§ Text to read
Crops to be Eliminated from Revenue Insurance.  RMA proposes to eliminate revenue coverage on corn silage, rapeseed, sunflowers, and Canola.  The bottom line is RMA will not forecast any basis in a revenue insurance contract.  They will only consider crops that are traded on a futures market.  This same principle also eliminates the settlement of wheat contracts based on the Portland cash wheat price in the Pacific Northwest.  One would assume growers could purchase GRIP on their corn silage, but the document is silent on this issue. 

 

Rating Method.  “For the revised Basic Provisions and Crop Provisions, for revenue protection, premium rates are calculated by a rating model incorporating the variability and correlation of yield and price. For yield protection, premium rates are calculated the same as the APH policy” (Federal Register / Vol. 71, No. 135 / Friday, July 14, 2006 / Proposed Rules, p. 40201).

 

This provision simply says RMA will use the RA rating method rather than the CRC rating method.  RMA will assume any historical price yield correlation will apply at the field or optional unit level (sub-farm level) and the correlation will remain unchanged in a world market versus a historical domestic dominated market.  RMA will also continue to use options that are often thinly traded to set the volility measurement.  Apparently there was no consideration in measuring the volility directly from the futures contract. 

 

Does The Basic Combo Policy Provide Yield Protection?  If market prices increase during the life of an APH contract, then in a loss situation APH will NOT provide enough indemnity dollars to replace lost bushes at current market value.  However, growers that are feeding their production or have forward contracted their grain must purchase those bushels at the current higher market price, not at the forecasted price set by RMA at signup.  Under the Combo policy with no endorsements, lost yield measurement triggers the payments based on the forecasted price set by RMA at signup, but if market prices increase then indemnity payment will not replace lost production at current market value.

(Data entries)
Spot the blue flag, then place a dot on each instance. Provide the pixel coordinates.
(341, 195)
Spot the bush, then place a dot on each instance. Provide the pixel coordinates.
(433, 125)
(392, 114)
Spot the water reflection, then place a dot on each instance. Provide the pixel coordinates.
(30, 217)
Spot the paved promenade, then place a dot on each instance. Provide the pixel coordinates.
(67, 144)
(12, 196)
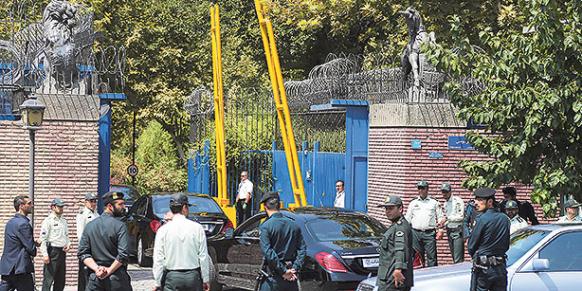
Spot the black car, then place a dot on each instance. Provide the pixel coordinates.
(130, 193)
(147, 215)
(341, 250)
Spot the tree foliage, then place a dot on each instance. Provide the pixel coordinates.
(530, 104)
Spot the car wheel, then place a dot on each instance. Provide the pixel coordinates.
(142, 259)
(214, 285)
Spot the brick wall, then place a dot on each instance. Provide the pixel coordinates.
(66, 166)
(394, 168)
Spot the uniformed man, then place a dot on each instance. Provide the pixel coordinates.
(572, 211)
(470, 218)
(526, 210)
(282, 245)
(396, 252)
(517, 222)
(243, 198)
(54, 238)
(488, 243)
(454, 210)
(103, 247)
(88, 213)
(173, 267)
(425, 215)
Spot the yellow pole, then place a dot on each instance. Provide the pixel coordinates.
(282, 106)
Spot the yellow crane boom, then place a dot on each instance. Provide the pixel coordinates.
(282, 106)
(222, 198)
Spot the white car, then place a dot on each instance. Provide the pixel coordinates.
(541, 257)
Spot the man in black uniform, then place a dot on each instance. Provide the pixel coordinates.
(282, 246)
(526, 211)
(488, 243)
(396, 253)
(103, 247)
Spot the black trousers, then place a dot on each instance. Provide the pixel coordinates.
(242, 214)
(20, 282)
(54, 271)
(82, 279)
(424, 242)
(118, 281)
(183, 280)
(492, 279)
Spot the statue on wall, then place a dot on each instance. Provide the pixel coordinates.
(58, 23)
(411, 55)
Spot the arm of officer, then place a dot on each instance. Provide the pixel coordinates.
(301, 251)
(475, 238)
(44, 233)
(24, 234)
(159, 256)
(203, 256)
(122, 249)
(270, 255)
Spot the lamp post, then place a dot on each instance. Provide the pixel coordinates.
(32, 112)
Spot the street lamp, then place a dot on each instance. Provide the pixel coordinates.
(32, 113)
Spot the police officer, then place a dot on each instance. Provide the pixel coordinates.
(396, 252)
(88, 213)
(454, 210)
(54, 238)
(517, 222)
(282, 245)
(488, 243)
(425, 215)
(572, 211)
(183, 270)
(103, 247)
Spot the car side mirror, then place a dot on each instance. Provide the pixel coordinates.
(229, 234)
(539, 265)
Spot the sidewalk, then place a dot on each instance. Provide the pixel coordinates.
(141, 279)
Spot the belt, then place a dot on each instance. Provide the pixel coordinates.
(184, 270)
(425, 230)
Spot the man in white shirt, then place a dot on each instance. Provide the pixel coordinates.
(425, 216)
(340, 194)
(571, 207)
(454, 210)
(54, 237)
(180, 251)
(243, 198)
(87, 214)
(512, 211)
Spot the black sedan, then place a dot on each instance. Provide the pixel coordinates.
(341, 250)
(147, 215)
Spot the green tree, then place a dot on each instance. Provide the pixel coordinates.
(530, 102)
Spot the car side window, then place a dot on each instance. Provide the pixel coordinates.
(251, 229)
(564, 252)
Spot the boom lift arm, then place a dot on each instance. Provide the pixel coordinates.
(282, 106)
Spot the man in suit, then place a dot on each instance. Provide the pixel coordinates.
(16, 265)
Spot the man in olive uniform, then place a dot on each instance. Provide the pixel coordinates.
(396, 253)
(282, 245)
(425, 216)
(87, 214)
(103, 247)
(488, 244)
(55, 243)
(455, 210)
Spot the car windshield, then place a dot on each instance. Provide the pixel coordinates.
(199, 204)
(344, 228)
(521, 242)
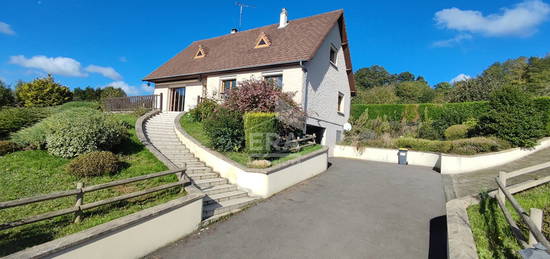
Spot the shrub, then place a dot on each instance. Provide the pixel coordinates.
(260, 130)
(203, 110)
(7, 147)
(513, 117)
(13, 119)
(33, 137)
(82, 130)
(456, 132)
(43, 92)
(257, 96)
(140, 111)
(94, 164)
(424, 145)
(224, 129)
(111, 92)
(477, 145)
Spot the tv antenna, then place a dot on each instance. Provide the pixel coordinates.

§ Task objective
Answer these questions from the crop insurance text above:
1. Which crops does RMA propose to drop from revenue coverage?
2. How are premium rates calculated for yield protection?
3. Under the Combo policy with no endorsements, what price are payments based on?

§ Correct output
1. Corn silage, rapeseed, sunflowers, and Canola.
2. The same as the APH policy.
3. The forecasted price set by RMA at signup.